━━━━━ Page ━━━━━

# Sixth Generation Warfare - Russian Strategy



## Kirkhill (31 May 2021)

Non-Contact Warfare.

Little Green Men and LRPGMs.




> Sixth-generation wars will be radically different from all previous ones. Their main distinguishing feature will be the use of weapons of a new type, _high-precision strike_,[9] and defensive weapons of various bases of the conventional type, weapons based on new physical principles, information weapons, forces and means of electronic warfare. The main goal that will be pursued in this case is the destruction of the military potential of any state, at any distance from the aggressor, with the preservation of its economy and causing minimal damage to its social infrastructures. In the transitional period to the wars of a _new generation_, the main theater of military operations will be_ aerospace_.[10]








						Russia’s Entry to Sixth-Generation Warfare: the ‘Non-Contact’ Experiment in Syria - Jamestown
					

Executive Summary Russia’s adoption of high-technology assets aims to increase a broad spectrum of military capabilities, but it does not seek to emulate its foreign counterparts or to risk becoming involved in a post–Cold War variant of an arms race. Moscow’s experimentation with cruise...

━━━━━

* Do this
Extend the forum thread on Russian sixth-generation warfare, picking up from the point at which it stops. The material comes from a separate source and is unrelated to the forum thread on Russian sixth-generation warfare.

━━━━━ Source material ━━━━━

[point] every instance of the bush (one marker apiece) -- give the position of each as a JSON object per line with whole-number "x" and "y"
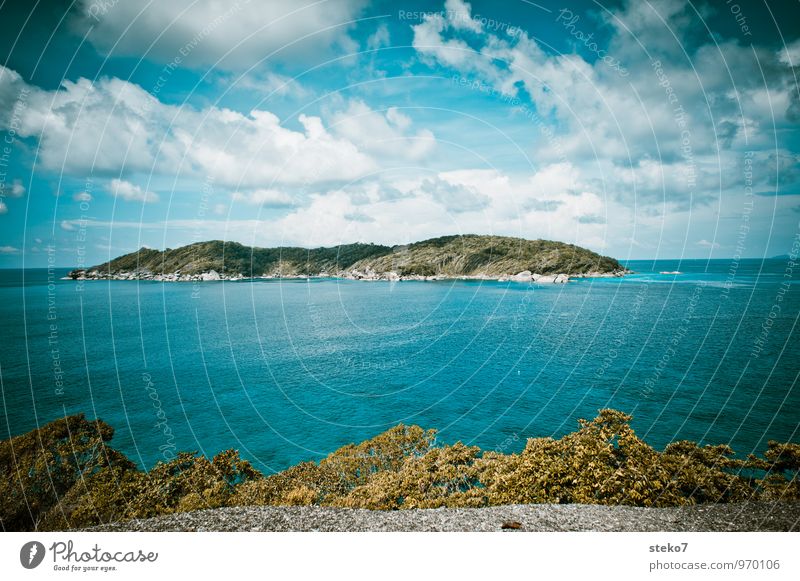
{"x": 64, "y": 475}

━━━━━

* Final answer
					jamestown.org
				






> In the aftermath of Desert Storm in 1991, the late Major-General Vladimir Slipchenko coined the phrase ‘sixth generation warfare’ to refer to the ‘informatization’ of conventional warfare and the development of precision strike systems, which could make the massing of forces in the conventional sense an invitation to disaster and demand the development of the means to mass effects through depth to fight systems versus systems warfare. Slipchenko looked back at Ogarkov’s ‘revolution in military affairs’ with ‘weapons based on new physical principles’ and saw ‘Desert Storm’ as a first indication of the appearance of such capabilities. He did not believe that sixth generation warfare had yet manifested its full implications.
> 
> However, Slipchenko did believe that sixth generation warfare would replace fifth generation warfare, which he identified as thermonuclear war, and had evolved into a strategic stalemate, making nuclear first use an inevitable road to destruction (from the end of the Soviet Union until his death in 2005, he had analyzed combat experience abroad to further refine his conception until he began to speak of the emergence of ‘no-contact warfare’ as the optimal form for sixth generation warfare). In his final volume, Slipchenko redefined sixth generation warfare as involving the capacity to conduct distant, _no-contact_ operations and suggested that such conflict would demand major military reforms.[12] Slipchenko made a compelling case for the enhanced role of C4ISR [command, control, communications, computers, intelligence, surveillance, reconnaissance] in conducting such operations.[13]


----------



## FJAG (31 May 2021)

There's very little doubt in my mind that there is a new generation of warfare brewing, but like mutually assured destruction the system will only work while there is little or no risk of a strike back at your homeland and/or your field force. Neither in Syria nor in Ukraine was there a serious threat of such a strike back while Russia controlled air defences and had a dominant ground force to strike with.

Eventually, when the little green men are used up and the LRPGMs have run their course there will be a phase for either conventional ground forces in order to seize terrain or nuclear ones.

The key isn't so much how to strike back with conventional forces, but whether or not the threat of the combination of all three are sufficient to deter the first use of little green men.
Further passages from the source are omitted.